- Text excerpt -
--------

Shabbat Hukkat: Stop Making Sense

What are we to do when life is confusing, frightening, and distressing? For Jews and those who follow the Jewish spiritual path with us, there is only one answer: Torah. Immerse yourself in the ancient wellsprings that sustained our ancestors, you will find that they hold you up too.

This week in parashat Hukkat our ancestors search desperately for water, that which we must have to sustain our lives. The lack of life-giving water drives them to violence and despair – much as the lack of life-giving learning throttles our own need to understand our lives, and to thrive.

Torah is compared to water, and the word in Hebrew for well – באר be’er – also means to explain, or interpret, Torah. Like the living waters of a well connected to a subterranean spring, many layers of Torah exist beneath the surface. In the same way, the ancient words of prayer and meditation are ever-flowing springs of nurturance for us when we return to them seeking life.

--------

- Dataset items -
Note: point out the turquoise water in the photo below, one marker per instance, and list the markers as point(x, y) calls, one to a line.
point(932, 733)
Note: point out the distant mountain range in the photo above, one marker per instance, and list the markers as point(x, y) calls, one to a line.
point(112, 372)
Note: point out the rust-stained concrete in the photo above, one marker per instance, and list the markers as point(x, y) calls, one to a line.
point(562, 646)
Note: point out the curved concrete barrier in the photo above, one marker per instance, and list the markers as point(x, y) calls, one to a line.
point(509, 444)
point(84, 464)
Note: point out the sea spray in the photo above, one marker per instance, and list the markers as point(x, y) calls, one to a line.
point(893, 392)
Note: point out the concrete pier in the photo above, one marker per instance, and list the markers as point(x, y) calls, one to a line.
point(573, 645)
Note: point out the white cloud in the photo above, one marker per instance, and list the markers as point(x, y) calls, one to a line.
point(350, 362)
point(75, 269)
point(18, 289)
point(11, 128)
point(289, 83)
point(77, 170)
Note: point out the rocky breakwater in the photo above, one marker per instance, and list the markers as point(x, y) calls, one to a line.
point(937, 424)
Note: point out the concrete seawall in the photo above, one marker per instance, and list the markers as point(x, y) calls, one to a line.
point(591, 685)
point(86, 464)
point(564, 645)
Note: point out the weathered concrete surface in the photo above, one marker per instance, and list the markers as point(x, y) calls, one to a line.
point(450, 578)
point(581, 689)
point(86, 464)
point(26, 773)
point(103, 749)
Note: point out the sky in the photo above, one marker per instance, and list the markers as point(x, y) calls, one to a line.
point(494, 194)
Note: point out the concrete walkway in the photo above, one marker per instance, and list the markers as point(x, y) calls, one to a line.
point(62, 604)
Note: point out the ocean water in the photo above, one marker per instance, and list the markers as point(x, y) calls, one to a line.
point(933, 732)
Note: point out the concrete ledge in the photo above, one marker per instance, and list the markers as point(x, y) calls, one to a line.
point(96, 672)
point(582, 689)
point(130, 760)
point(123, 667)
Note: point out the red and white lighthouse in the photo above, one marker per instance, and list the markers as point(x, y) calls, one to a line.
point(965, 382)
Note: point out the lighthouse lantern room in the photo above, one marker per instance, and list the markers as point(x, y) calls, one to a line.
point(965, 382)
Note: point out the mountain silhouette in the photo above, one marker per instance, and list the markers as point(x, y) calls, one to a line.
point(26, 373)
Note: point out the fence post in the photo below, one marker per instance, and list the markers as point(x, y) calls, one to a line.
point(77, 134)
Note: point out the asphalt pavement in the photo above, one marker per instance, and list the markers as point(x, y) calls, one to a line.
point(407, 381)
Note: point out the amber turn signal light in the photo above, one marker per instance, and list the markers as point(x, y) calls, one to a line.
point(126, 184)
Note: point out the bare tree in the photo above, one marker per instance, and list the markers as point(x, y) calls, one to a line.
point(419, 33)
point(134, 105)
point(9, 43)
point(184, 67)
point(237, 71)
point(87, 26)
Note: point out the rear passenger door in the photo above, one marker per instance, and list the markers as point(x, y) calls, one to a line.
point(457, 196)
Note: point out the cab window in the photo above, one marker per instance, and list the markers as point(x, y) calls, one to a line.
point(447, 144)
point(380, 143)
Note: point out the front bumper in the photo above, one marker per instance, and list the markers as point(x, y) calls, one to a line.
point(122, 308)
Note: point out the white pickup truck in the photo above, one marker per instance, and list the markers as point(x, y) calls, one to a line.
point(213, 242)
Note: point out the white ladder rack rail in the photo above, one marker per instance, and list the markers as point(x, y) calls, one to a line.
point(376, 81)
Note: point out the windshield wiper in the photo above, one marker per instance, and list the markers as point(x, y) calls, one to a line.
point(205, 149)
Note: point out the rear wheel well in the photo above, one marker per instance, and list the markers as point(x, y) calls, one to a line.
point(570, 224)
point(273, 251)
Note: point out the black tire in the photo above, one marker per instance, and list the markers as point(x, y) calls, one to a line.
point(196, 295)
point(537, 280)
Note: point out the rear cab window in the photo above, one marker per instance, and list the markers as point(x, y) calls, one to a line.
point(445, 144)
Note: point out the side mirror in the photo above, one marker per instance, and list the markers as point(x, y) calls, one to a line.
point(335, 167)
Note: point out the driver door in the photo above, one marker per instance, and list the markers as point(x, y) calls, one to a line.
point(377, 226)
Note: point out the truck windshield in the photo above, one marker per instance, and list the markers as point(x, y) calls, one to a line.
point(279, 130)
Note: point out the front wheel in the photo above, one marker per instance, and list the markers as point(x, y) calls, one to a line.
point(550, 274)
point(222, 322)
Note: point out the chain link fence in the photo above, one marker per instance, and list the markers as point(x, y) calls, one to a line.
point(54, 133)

--------

- Work order -
Answer these questions from the Shabbat Hukkat text:
1. What one answer does the text give for Jews when life is confusing, frightening, and distressing?
2. What do the ancestors search for in parashat Hukkat?
3. Besides "well," what does the Hebrew word be'er mean?

- Exercise answer -
1. Torah.
2. Water.
3. To explain, or interpret, Torah.